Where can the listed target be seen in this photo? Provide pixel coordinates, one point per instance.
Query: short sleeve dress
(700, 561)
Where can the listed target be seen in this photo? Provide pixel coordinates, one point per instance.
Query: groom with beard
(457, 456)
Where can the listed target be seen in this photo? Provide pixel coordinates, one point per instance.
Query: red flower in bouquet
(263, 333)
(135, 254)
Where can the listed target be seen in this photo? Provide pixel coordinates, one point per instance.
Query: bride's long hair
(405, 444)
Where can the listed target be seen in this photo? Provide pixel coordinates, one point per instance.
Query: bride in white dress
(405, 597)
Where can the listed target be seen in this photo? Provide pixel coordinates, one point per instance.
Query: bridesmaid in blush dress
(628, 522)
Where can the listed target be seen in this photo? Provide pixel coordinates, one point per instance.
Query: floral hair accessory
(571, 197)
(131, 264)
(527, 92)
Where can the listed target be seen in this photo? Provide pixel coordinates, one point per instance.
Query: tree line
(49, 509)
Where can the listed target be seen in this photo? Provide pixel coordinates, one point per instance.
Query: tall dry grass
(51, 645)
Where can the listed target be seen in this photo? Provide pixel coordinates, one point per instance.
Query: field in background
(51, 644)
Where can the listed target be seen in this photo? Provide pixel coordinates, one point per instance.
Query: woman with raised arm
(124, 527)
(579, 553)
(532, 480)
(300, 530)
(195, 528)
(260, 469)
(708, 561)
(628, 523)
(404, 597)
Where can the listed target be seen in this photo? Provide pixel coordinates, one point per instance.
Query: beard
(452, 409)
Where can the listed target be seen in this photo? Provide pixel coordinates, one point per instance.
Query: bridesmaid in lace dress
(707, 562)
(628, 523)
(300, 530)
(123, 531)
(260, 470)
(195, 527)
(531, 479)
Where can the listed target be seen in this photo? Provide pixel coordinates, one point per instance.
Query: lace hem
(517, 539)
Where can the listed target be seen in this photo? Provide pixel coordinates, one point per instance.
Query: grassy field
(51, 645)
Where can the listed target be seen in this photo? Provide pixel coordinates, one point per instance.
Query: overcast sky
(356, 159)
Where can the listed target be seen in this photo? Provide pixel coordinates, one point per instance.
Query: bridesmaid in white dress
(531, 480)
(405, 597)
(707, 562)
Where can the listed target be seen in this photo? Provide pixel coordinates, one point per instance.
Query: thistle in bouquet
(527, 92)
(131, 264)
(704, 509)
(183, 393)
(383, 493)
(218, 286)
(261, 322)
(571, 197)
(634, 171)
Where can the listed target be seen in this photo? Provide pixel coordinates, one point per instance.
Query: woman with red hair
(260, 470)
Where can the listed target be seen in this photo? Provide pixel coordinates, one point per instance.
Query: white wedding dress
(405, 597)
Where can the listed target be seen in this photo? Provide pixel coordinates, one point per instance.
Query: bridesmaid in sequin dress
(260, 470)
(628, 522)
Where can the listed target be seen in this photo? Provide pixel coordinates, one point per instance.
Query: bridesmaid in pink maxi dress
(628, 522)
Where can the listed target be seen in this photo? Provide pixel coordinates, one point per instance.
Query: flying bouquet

- WHAT TO PRODUCE: Copy each entry exactly, with nothing added or dropped.

- EXERCISE RESULT:
Where can the listed target be seen in this photo? Provide pixel coordinates, one point per instance.
Query: short sleeve dress
(700, 561)
Where can the listed target be seen in this photo? Provide pixel coordinates, one point per instance.
Query: groom with beard
(457, 456)
Where can the listed target be seen in this photo? Provide pixel coordinates, one point per instance.
Query: red flower in bouquet
(263, 333)
(135, 254)
Where can the listed target be seen in this photo? Provide pixel coordinates, one point per instance.
Query: bride's long hair
(405, 444)
Where can the listed target be seen in this photo? Provide pixel coordinates, one point per instance.
Query: bride in white dress
(405, 597)
Where can the listed target be seen in this photo? Provide pixel coordinates, one point per instance.
Query: bridesmaid in blush dress
(628, 522)
Where can the listed target be seen in this photo? Provide pixel coordinates, one point per instance.
Query: floral hair accessory
(571, 197)
(131, 264)
(527, 92)
Where can the listed target be seen in this photo? Provide pixel coordinates, one point per instance.
Query: tree line
(49, 509)
Where can the listed target be seen in this photo? Provide pixel coordinates, one point per instance.
Query: tall dry grass
(51, 645)
Where can the listed target be seen in this photo? Provide pixel coordinates, one point per instance.
Query: field in background
(51, 644)
Where can the listed target be seen in this photo? Provide pixel coordinates, one point per instance.
Query: woman with raised arm
(124, 527)
(579, 553)
(532, 480)
(300, 530)
(195, 528)
(260, 469)
(708, 561)
(628, 523)
(404, 597)
Where can the listed target be seen in this photo? Provide pixel coordinates, one point per instance.
Query: beard
(452, 409)
Where can the listed target be seen in this photo? Provide pixel coordinates, one point per instance.
Query: bridesmaid in lace dress
(707, 562)
(628, 523)
(300, 530)
(123, 531)
(260, 470)
(195, 527)
(531, 479)
Where can the listed target be seen in this photo? Provide pixel coordinates, one point per instance.
Query: lace hem
(517, 539)
Where can the listed target be seen in this photo? Provide pixel coordinates, one point per instance.
Query: grassy field
(51, 645)
Where can the listed target be seen in this photo? Provide pixel coordinates, one point per instance.
Query: overcast sky
(356, 159)
Where can the listed target be seen in this photo? Provide pixel coordinates, one point per instance.
Query: bridesmaid in white dress
(531, 480)
(405, 597)
(707, 562)
Where can the listed target be seen in this photo? Provide pixel coordinates, one point per instance.
Query: thistle in bouquet
(527, 92)
(131, 264)
(704, 509)
(183, 393)
(383, 493)
(218, 286)
(261, 322)
(571, 197)
(634, 171)
Where can the listed target be seen in this photo? Provide pixel coordinates, one point per instance.
Query: woman with red hair
(260, 470)
Where can the listed target be seen in this photo? Provide pixel coordinates, one point per instance.
Query: white wedding dress
(405, 597)
Where can the listed target be seen in this photo? Provide pixel coordinates, one point per instance.
Query: bridesmaid in sequin dress
(260, 470)
(628, 522)
Where can the listed target be seen in this photo? Provide pixel coordinates, one point per instance.
Query: bridesmaid in pink maxi dress
(628, 522)
Where can the listed target be seen in this photo? Provide pixel coordinates, one point per instance.
Query: flying bouquet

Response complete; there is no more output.